**Goal**
Give the lines from the start of the rows through the line that contains "x=820, y=354" as a Markdown table with the columns Nr and Line, numbering each line and skipping blank lines. Leave the pictures out of the answer.
Given data start
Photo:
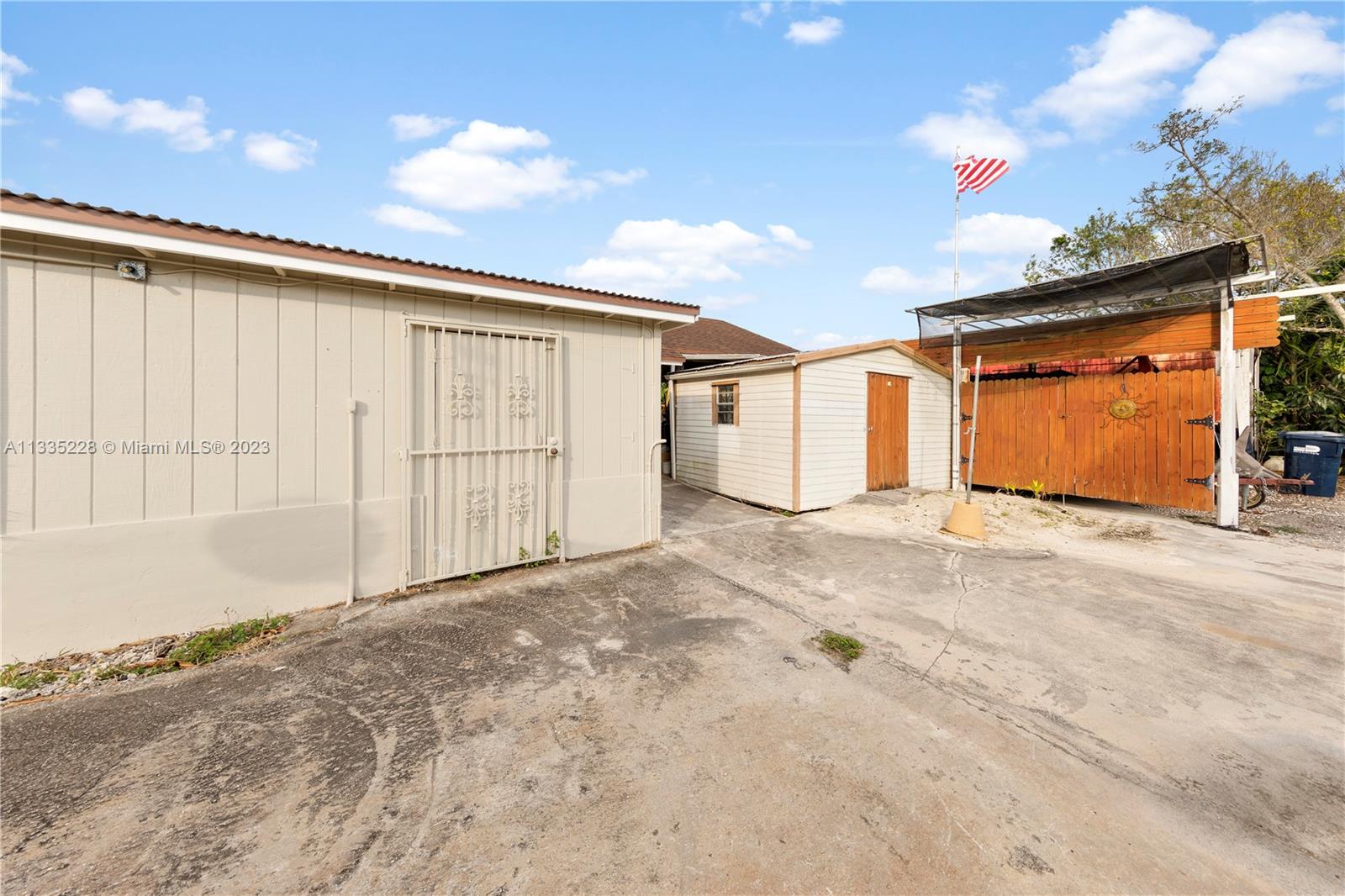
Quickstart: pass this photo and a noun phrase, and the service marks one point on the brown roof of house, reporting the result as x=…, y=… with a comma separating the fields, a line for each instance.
x=85, y=213
x=717, y=340
x=820, y=354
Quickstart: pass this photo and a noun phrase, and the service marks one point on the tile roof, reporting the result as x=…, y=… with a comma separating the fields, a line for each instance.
x=60, y=208
x=717, y=340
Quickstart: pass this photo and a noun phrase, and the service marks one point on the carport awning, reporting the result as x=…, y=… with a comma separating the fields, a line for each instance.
x=1183, y=273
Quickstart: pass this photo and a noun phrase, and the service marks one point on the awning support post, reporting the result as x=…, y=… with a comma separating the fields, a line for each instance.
x=957, y=403
x=1226, y=497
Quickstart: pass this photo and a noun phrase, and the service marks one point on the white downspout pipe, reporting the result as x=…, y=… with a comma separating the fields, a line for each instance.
x=351, y=409
x=656, y=478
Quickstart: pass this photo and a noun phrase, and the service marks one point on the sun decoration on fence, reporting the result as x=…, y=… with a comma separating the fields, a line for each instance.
x=1122, y=409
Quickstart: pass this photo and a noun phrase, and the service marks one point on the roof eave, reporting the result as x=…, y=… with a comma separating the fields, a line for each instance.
x=24, y=215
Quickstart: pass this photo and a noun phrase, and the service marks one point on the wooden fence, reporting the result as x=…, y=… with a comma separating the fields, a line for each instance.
x=1118, y=436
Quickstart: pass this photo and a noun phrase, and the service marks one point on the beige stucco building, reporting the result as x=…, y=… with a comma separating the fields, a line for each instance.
x=203, y=423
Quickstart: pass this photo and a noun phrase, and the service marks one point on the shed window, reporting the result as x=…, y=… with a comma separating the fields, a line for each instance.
x=726, y=403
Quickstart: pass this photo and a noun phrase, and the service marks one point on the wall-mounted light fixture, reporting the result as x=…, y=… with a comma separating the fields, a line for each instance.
x=132, y=269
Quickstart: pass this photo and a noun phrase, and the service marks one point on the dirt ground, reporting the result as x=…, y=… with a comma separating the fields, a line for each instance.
x=1311, y=521
x=1094, y=701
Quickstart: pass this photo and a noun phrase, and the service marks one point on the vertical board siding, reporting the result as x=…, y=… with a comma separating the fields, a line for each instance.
x=833, y=463
x=334, y=378
x=367, y=377
x=64, y=392
x=119, y=397
x=215, y=392
x=296, y=440
x=1059, y=435
x=259, y=385
x=752, y=461
x=17, y=393
x=168, y=393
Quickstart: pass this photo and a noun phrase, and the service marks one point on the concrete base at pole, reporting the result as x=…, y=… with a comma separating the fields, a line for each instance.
x=966, y=519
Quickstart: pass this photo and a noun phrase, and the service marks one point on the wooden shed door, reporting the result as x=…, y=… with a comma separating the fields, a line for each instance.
x=889, y=401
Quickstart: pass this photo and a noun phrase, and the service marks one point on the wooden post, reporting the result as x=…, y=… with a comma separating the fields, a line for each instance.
x=1226, y=483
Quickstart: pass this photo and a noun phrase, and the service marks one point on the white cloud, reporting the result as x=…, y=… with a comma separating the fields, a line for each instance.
x=938, y=284
x=185, y=127
x=414, y=219
x=813, y=33
x=649, y=256
x=723, y=303
x=287, y=151
x=419, y=127
x=898, y=279
x=982, y=94
x=1284, y=54
x=997, y=235
x=825, y=340
x=1123, y=71
x=10, y=69
x=468, y=182
x=92, y=107
x=622, y=178
x=471, y=172
x=787, y=235
x=977, y=132
x=488, y=138
x=757, y=13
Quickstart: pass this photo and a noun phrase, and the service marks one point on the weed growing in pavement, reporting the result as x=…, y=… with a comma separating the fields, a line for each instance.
x=208, y=646
x=844, y=647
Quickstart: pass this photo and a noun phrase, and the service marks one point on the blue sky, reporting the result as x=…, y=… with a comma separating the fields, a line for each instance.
x=786, y=165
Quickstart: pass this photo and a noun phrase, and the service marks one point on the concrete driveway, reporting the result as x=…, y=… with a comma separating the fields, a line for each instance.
x=1095, y=701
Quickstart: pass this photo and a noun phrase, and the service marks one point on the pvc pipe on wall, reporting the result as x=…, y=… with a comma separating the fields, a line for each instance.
x=351, y=409
x=649, y=494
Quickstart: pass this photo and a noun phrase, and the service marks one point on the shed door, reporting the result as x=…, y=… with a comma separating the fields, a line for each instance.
x=889, y=401
x=481, y=472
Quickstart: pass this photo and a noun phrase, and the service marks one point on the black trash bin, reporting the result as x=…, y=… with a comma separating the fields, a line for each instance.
x=1316, y=455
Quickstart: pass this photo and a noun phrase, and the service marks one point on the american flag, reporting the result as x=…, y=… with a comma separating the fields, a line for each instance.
x=977, y=174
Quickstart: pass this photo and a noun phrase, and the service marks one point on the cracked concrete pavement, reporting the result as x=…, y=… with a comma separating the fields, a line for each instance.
x=1094, y=701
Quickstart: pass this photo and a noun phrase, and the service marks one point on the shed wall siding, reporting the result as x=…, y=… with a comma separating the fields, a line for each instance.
x=104, y=548
x=753, y=461
x=834, y=421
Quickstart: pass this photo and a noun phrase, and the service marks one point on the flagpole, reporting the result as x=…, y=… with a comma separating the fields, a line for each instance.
x=957, y=333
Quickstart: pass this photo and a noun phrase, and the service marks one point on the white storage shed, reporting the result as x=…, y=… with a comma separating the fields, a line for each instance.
x=203, y=423
x=810, y=430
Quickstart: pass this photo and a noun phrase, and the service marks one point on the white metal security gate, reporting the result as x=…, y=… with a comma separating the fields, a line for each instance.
x=481, y=472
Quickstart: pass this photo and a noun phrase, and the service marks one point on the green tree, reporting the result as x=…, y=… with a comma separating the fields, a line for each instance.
x=1106, y=240
x=1215, y=192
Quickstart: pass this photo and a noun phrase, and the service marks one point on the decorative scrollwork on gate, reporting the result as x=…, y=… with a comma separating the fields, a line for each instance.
x=481, y=503
x=520, y=502
x=462, y=397
x=520, y=397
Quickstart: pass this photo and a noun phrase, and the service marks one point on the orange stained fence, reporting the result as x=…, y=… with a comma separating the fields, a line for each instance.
x=1116, y=436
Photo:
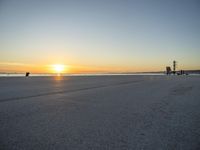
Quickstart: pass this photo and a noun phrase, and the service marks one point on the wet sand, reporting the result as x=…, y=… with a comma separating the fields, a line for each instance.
x=102, y=112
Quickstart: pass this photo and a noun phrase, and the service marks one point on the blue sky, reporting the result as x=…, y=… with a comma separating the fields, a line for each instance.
x=120, y=35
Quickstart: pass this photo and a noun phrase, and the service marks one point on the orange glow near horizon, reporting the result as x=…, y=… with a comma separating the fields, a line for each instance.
x=59, y=68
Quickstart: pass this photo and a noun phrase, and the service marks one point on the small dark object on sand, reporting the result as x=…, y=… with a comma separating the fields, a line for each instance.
x=27, y=74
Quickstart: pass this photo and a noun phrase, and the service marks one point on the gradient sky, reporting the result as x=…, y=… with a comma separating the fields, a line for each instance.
x=99, y=35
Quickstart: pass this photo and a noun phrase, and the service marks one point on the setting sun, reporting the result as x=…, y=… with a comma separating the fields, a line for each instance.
x=59, y=68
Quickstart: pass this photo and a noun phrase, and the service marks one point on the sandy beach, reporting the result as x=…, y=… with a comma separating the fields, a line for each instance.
x=100, y=113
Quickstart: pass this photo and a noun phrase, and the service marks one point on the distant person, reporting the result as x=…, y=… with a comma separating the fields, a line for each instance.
x=168, y=70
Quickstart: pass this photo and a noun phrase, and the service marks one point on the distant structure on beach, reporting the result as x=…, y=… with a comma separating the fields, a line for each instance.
x=27, y=74
x=169, y=71
x=174, y=66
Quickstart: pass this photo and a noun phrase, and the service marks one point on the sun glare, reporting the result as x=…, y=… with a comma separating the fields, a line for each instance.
x=59, y=68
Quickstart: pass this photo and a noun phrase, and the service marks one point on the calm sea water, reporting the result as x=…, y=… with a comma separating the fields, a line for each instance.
x=107, y=74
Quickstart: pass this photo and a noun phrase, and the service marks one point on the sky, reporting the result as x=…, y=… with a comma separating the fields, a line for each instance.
x=97, y=36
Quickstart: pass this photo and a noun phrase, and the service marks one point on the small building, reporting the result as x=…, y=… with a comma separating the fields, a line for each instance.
x=168, y=70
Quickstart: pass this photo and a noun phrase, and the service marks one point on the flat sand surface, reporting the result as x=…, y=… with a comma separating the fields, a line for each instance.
x=100, y=113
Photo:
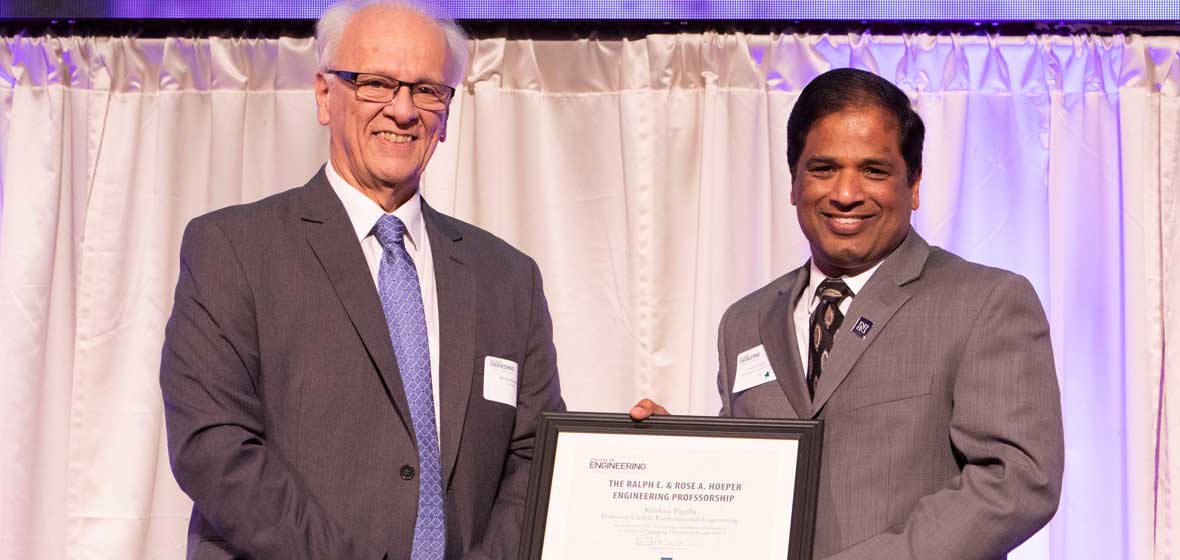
Given data end
**Worked answer**
| Nr | Line |
|---|---|
| 1 | Photo: |
| 2 | Quickstart: pass this photo and a noun phrase, and the service marks one point on the brown roof of house, reporting the result as x=…, y=… with a comma separating the fields, a line for each instance. |
| 3 | x=85, y=213 |
| 4 | x=717, y=340 |
| 5 | x=820, y=354 |